Actions to take:
1. List every occupation the article on younger Jamaicans planning to return home names among people who have sought mortgages for property in Jamaica.
2. Write the next part of the article on younger Jamaicans in South Florida planning to move back to Jamaica, starting after its final sentence.

Text passage:
»»

‘It is safer to be in Ja right now’ - Younger Jamaicans turning down job offers, eyeing return to land of birth
Figures released by JN Bank in the United States indicate that Jamaicans who live in South Florida are making plans to return to the land of their birth and are putting their money where their mouth is.
According to chief representative officer of JN Bank in South Florida, Janice McIntosh, Jamaicans in this part of the diaspora are projected to spend an estimated US$4 million (J$581 million) on real estate investments in the near future.
McIntosh told The Sunday Gleaner that the age cohort of those wanting to return home were not the usual retirees who make up the bulk of returning residents, but young professionals between 32 and 45 years old.
They had signalled their intentions to the financial institution before the onset of the coronavirus, which has infected millions and taken more than 100,000 lives in the United States, she said.
“Pre-COVID, we have had a number of Jamaican applicants who are desirous of holding down real estate in Jamaica, so they have got pre-approval with us to see how much they are qualified for based on credit reports and income information. The amounts (per loan) ranged between J$12 million and J$42 million,” she said.
McIntosh said males and females were equally represented among the Jamaicans living abroad who wanted to pack their bags and kiss life in the US goodbye.
Despite the economic fallout as a result of job lay-offs and furloughs due to the coronavirus pandemic, interest among the islanders have not waned.
“We still do have a number of persons who are on our book, but what we did, due to the fact that a number of persons have been affected by a direct loss of jobs or furloughs, we contacted every single one of them. At the time, it was 19 clients, and all but two persons showed keen interest,” she said.
McIntosh said confidence in Jamaica has increased due to the island’s ability to keep cases and fatalities relatively low. Up to yesterday, Jamaica had recorded close to 550 cases with nine deaths since the first infection was detected on March 10.
“I believe that the Government of Jamaica’s response has been so solid and has reverberated around the world that it has actually created a goodwill towards Jamaica than anything else,” McIntosh said.
Doctors, nurses, registered nursing assistants, certified nursing assistants and sales representatives are some of the persons who have sought to secure mortgages to buy their piece of Jamaica.

««

Provided information:
»»

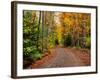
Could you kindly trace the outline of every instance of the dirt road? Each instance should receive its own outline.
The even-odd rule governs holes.
[[[90,65],[90,52],[74,48],[57,47],[51,54],[33,63],[29,68],[54,68]]]

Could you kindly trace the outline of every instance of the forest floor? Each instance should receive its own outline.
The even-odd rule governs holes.
[[[50,51],[50,54],[32,63],[28,69],[90,66],[91,55],[88,49],[56,47]]]

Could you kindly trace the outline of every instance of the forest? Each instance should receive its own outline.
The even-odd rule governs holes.
[[[91,14],[23,10],[23,68],[51,49],[91,49]]]

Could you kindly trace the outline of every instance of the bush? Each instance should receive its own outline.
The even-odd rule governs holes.
[[[90,37],[86,37],[85,47],[89,49],[91,48],[91,38]]]

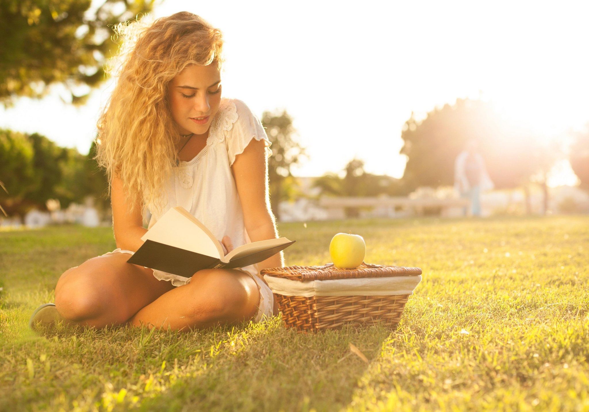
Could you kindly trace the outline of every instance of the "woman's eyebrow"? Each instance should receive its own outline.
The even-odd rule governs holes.
[[[216,81],[214,83],[213,83],[211,85],[209,86],[209,87],[212,87],[213,86],[215,85],[217,83],[221,83],[220,80],[219,80],[219,81]],[[193,87],[192,86],[176,86],[176,87],[180,87],[181,88],[191,88],[193,90],[198,90],[198,87]],[[207,87],[207,88],[209,88],[209,87]]]

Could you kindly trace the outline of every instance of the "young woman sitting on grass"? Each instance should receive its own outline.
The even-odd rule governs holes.
[[[282,252],[191,278],[127,263],[143,243],[147,210],[149,229],[170,208],[183,206],[226,252],[279,236],[268,197],[270,143],[243,102],[221,97],[220,31],[187,12],[117,29],[124,39],[118,57],[126,57],[96,140],[117,248],[66,271],[55,304],[39,306],[31,327],[62,321],[188,331],[277,314],[259,271],[284,266]]]

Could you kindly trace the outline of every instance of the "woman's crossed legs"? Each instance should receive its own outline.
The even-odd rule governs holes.
[[[99,256],[66,271],[55,286],[55,306],[81,325],[141,324],[187,331],[252,319],[260,292],[240,271],[207,269],[175,287],[153,271],[127,262],[126,253]]]

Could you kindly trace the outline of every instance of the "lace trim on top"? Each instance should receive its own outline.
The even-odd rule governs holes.
[[[237,108],[235,103],[231,100],[221,102],[217,116],[213,119],[211,124],[209,137],[207,138],[207,144],[198,152],[194,157],[188,161],[181,160],[177,166],[174,166],[176,169],[176,174],[180,185],[184,189],[190,189],[193,184],[193,170],[197,164],[209,152],[209,148],[223,141],[224,130],[230,130],[239,117]]]

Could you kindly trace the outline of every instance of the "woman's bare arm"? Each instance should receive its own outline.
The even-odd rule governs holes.
[[[137,252],[143,244],[141,239],[147,229],[143,228],[141,207],[133,213],[129,212],[127,200],[123,187],[123,181],[115,176],[111,188],[111,204],[112,207],[112,225],[117,247]]]

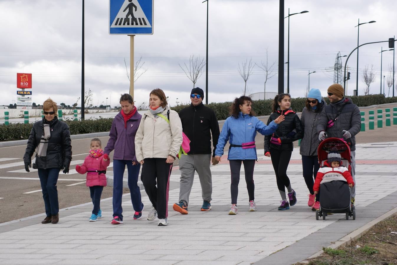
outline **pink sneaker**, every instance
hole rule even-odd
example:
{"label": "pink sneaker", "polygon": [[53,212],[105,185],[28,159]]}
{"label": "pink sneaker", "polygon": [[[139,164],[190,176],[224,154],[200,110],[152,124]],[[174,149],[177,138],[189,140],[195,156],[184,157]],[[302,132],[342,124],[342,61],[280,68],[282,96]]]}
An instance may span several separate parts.
{"label": "pink sneaker", "polygon": [[313,207],[314,205],[314,201],[316,200],[316,195],[314,194],[308,194],[309,200],[307,202],[307,205],[309,207]]}
{"label": "pink sneaker", "polygon": [[312,210],[318,211],[319,210],[320,210],[320,202],[314,202],[314,205],[312,207]]}

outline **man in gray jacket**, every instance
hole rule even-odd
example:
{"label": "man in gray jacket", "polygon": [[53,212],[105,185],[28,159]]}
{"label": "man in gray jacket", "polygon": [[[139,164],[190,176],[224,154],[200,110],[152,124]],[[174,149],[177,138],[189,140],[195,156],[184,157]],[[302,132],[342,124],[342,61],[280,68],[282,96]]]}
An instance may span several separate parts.
{"label": "man in gray jacket", "polygon": [[[328,88],[328,97],[331,104],[325,106],[320,116],[317,124],[318,139],[320,141],[327,137],[343,138],[350,145],[351,175],[355,183],[356,172],[356,137],[361,128],[361,116],[360,109],[351,99],[345,97],[344,90],[339,84],[334,84]],[[351,189],[352,203],[354,204],[356,185]]]}

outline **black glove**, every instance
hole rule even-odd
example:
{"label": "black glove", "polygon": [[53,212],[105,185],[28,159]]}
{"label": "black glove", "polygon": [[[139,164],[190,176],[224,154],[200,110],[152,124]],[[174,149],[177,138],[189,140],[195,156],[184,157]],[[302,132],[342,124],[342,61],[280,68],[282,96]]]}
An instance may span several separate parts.
{"label": "black glove", "polygon": [[64,165],[62,168],[64,169],[64,171],[62,172],[64,172],[64,174],[66,174],[69,173],[69,166],[68,165]]}
{"label": "black glove", "polygon": [[31,167],[30,163],[25,163],[25,170],[26,170],[26,172],[30,172],[29,168]]}

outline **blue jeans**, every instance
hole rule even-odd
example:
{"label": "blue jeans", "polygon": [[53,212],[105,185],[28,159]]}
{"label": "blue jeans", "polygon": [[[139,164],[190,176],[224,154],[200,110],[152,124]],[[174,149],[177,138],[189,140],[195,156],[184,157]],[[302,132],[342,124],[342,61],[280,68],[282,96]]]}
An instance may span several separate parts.
{"label": "blue jeans", "polygon": [[100,208],[100,196],[102,194],[102,191],[103,191],[103,186],[93,186],[89,188],[90,195],[91,199],[93,200],[93,204],[94,204],[93,214],[97,215]]}
{"label": "blue jeans", "polygon": [[[318,164],[318,157],[317,156],[302,156],[302,167],[303,170],[303,178],[306,183],[306,186],[310,194],[314,194],[313,185],[314,184],[314,180],[317,175],[317,172],[320,168]],[[320,201],[319,194],[316,195],[316,201]]]}
{"label": "blue jeans", "polygon": [[138,186],[141,164],[133,166],[129,160],[113,160],[113,217],[118,216],[123,220],[121,196],[123,195],[123,175],[127,165],[128,171],[128,187],[134,210],[142,212],[143,209],[141,196],[141,190]]}
{"label": "blue jeans", "polygon": [[56,182],[60,170],[59,168],[38,170],[47,216],[54,215],[59,212]]}

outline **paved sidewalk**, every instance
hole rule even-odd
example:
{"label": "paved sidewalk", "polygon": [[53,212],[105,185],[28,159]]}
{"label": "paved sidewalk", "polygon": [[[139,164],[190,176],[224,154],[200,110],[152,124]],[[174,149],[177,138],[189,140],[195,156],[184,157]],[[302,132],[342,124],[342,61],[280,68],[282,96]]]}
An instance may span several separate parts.
{"label": "paved sidewalk", "polygon": [[[89,222],[91,204],[60,212],[58,224],[43,225],[44,215],[0,224],[0,263],[127,264],[287,264],[303,260],[397,207],[397,142],[360,144],[356,158],[355,220],[335,214],[316,220],[307,206],[299,149],[293,152],[287,173],[298,203],[277,210],[280,196],[270,158],[255,165],[258,210],[248,212],[248,197],[242,166],[239,213],[229,215],[230,170],[222,164],[211,168],[212,209],[200,212],[198,176],[190,196],[189,214],[172,210],[179,193],[179,171],[173,170],[167,227],[146,220],[150,204],[141,191],[143,217],[134,220],[129,194],[123,196],[124,223],[112,225],[111,198],[102,200],[103,218]],[[263,154],[258,150],[258,154]],[[225,160],[226,161],[226,159]]]}

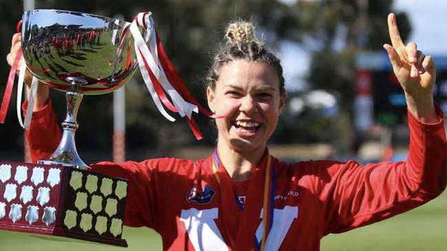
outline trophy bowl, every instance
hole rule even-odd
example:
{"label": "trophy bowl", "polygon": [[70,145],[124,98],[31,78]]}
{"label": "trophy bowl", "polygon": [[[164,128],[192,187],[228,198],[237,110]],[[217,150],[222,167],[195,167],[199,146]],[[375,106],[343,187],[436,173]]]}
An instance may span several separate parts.
{"label": "trophy bowl", "polygon": [[23,57],[33,75],[56,89],[77,85],[84,94],[108,93],[138,67],[129,25],[72,11],[27,11],[21,29]]}
{"label": "trophy bowl", "polygon": [[[149,19],[148,15],[146,21]],[[119,19],[72,11],[33,10],[23,14],[21,44],[28,69],[67,96],[61,142],[49,160],[38,163],[88,169],[74,143],[78,109],[83,94],[113,91],[135,72],[138,61],[129,26]],[[149,35],[143,34],[146,43]]]}

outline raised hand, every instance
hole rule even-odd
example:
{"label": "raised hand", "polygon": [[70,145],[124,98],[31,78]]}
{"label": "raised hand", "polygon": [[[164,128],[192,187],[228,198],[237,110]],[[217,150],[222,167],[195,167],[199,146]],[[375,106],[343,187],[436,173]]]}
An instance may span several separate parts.
{"label": "raised hand", "polygon": [[[16,33],[12,36],[12,39],[11,41],[11,50],[10,53],[6,56],[6,61],[8,64],[10,66],[12,66],[14,63],[14,60],[17,55],[17,53],[21,50],[21,34]],[[17,67],[20,69],[20,65]],[[28,69],[25,74],[25,79],[23,82],[27,85],[27,93],[29,94],[30,86],[31,85],[31,80],[32,80],[32,74]],[[36,96],[36,100],[34,101],[34,110],[37,111],[46,105],[48,100],[49,97],[49,88],[45,85],[39,85],[39,89],[37,89],[37,95]]]}
{"label": "raised hand", "polygon": [[393,13],[388,16],[388,26],[392,45],[385,44],[384,48],[405,91],[408,109],[422,121],[438,121],[433,98],[436,79],[435,62],[430,56],[417,50],[415,42],[410,42],[406,46],[404,44]]}

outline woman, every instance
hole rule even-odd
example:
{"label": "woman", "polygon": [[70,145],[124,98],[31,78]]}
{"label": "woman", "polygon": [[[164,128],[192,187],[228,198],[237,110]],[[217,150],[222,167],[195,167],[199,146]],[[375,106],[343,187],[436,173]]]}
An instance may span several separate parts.
{"label": "woman", "polygon": [[[229,25],[229,45],[209,70],[207,97],[216,119],[216,151],[198,161],[176,158],[100,162],[94,171],[129,180],[125,223],[161,234],[164,250],[318,250],[320,239],[419,206],[446,186],[447,144],[432,95],[435,67],[405,46],[388,16],[384,45],[406,98],[410,144],[406,162],[288,164],[269,154],[286,94],[280,61],[253,37],[249,23]],[[12,39],[8,61],[20,47]],[[33,160],[57,146],[60,130],[41,86],[30,130]]]}

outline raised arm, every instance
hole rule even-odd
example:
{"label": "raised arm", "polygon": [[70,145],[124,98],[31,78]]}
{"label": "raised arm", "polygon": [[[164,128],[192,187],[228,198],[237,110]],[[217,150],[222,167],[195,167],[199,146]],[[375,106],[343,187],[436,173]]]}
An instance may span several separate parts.
{"label": "raised arm", "polygon": [[392,45],[385,44],[384,48],[405,92],[407,109],[422,122],[438,122],[433,98],[436,79],[435,62],[430,56],[418,50],[415,42],[410,42],[406,46],[404,44],[393,13],[388,16],[388,26]]}

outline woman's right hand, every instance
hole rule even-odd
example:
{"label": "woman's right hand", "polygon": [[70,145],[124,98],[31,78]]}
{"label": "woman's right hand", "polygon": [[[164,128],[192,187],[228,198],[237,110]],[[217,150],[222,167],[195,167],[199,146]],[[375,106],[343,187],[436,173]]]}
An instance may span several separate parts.
{"label": "woman's right hand", "polygon": [[[10,66],[12,66],[14,63],[14,60],[15,59],[17,53],[21,50],[21,34],[16,33],[12,36],[12,39],[11,41],[11,51],[6,56],[6,61],[8,64]],[[20,69],[20,63],[17,67]],[[25,73],[25,78],[23,82],[26,84],[27,87],[27,94],[29,95],[31,81],[32,80],[32,74],[27,69],[26,72]],[[47,102],[48,102],[48,98],[50,97],[50,90],[49,87],[39,83],[39,88],[37,89],[37,93],[36,95],[36,99],[34,100],[34,107],[33,108],[34,111],[37,111],[43,107]]]}

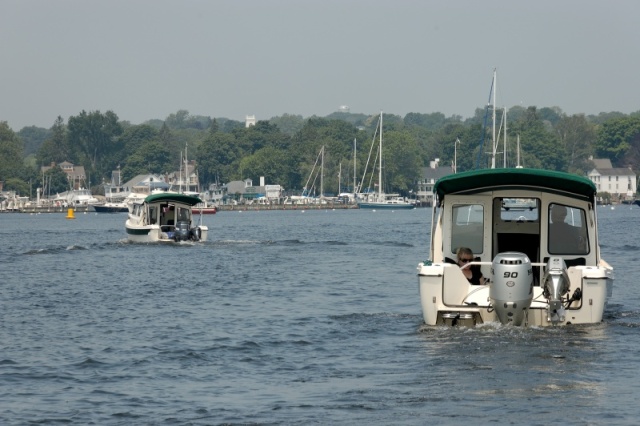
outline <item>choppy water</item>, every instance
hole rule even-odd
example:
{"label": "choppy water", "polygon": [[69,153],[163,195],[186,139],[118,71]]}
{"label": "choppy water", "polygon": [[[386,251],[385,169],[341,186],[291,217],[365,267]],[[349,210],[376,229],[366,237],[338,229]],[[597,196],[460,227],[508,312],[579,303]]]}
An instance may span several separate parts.
{"label": "choppy water", "polygon": [[0,424],[636,424],[640,209],[599,207],[606,321],[425,328],[430,211],[0,215]]}

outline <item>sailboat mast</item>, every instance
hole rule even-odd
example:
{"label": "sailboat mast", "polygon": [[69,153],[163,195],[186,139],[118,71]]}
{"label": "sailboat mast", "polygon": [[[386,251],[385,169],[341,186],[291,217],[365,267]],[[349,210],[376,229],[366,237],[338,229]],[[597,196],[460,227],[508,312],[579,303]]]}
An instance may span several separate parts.
{"label": "sailboat mast", "polygon": [[322,158],[320,160],[320,198],[324,198],[324,145],[322,146]]}
{"label": "sailboat mast", "polygon": [[378,167],[378,200],[382,199],[382,111],[380,111],[380,155]]}
{"label": "sailboat mast", "polygon": [[505,169],[507,168],[507,108],[502,110],[502,116],[504,117],[504,155],[502,156],[504,161],[504,165],[502,167],[504,167]]}
{"label": "sailboat mast", "polygon": [[496,168],[496,92],[498,91],[498,76],[496,69],[493,69],[493,113],[492,113],[492,136],[491,136],[491,168]]}
{"label": "sailboat mast", "polygon": [[356,189],[356,138],[353,138],[353,195],[357,193]]}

««

Replies:
1. Doctors, nurses, registered nursing assistants, certified nursing assistants, sales representatives

2.
Donovan Irving has worked in the United States hospitality industry for upwards of a decade and is one of the Jamaicans who recently returned to Jamaica after being without work in Miami, Florida, after the Trump International Hotel closed its doors due to the pandemic.
Speaking with The Sunday Gleaner while in quarantine at the Bahia Principe Hotel in St Ann, Irving said he has no regrets being home despite the inconveniences being suffered.
Reports have emerged of the returned Jamaicans being hosted in substandard conditions, including unpalatable food, but Irving brushed that aside as a slight bump in the road.
“We feel safer to be in Jamaica right now. I spent most of my adult working life in the USA, but I am now hell-bent on spending more time at home,” the Ocho Rios native said.
“A lot of my relatives and my co-workers feel the same way. We had got offers from hotels in Maine and Tennessee, but we turned that down and opted to come home. It is safer to be in Jamaica right now. We safer dealing with the system here at home rather than with the pandemic in the US,” he added.
Jamaican Consul General to the United States, Oliver Mair, said Irving is just one of many Jamaicans who have expressed that sentiment to him.
“Miss Lou (the Honourable Louise Bennett-Coverley) wrote a poem titled Colonisation in Reverse. Well, this is ‘visarisation’ in reverse. There have been a number of Jamaicans who have expressed the wish to return home and many have been turning down good job offers. More and more young people are feeling confident about living in Jamaica rather than the US. This bodes well for our country, when the younger persons want to stay and build despite the lure of a better life overseas,” Mair said.